# Required work:
Each record must appear in the answer exactly as given.

# Dataset content:
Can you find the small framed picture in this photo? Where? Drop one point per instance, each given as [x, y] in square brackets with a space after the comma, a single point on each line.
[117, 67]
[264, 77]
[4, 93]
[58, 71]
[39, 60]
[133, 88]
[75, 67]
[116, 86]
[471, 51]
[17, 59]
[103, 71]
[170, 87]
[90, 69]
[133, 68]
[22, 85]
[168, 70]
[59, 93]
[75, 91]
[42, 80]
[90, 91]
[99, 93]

# Written solution:
Can you find the small framed picture in this photo? Where? Drop one point per instance, each given as [x, y] in square brackets with a space after the comma, a single point on each line.
[117, 67]
[264, 77]
[4, 93]
[58, 71]
[39, 60]
[133, 88]
[75, 67]
[116, 86]
[471, 51]
[17, 59]
[103, 71]
[170, 87]
[90, 69]
[133, 68]
[22, 85]
[168, 70]
[59, 93]
[75, 91]
[42, 80]
[90, 91]
[99, 93]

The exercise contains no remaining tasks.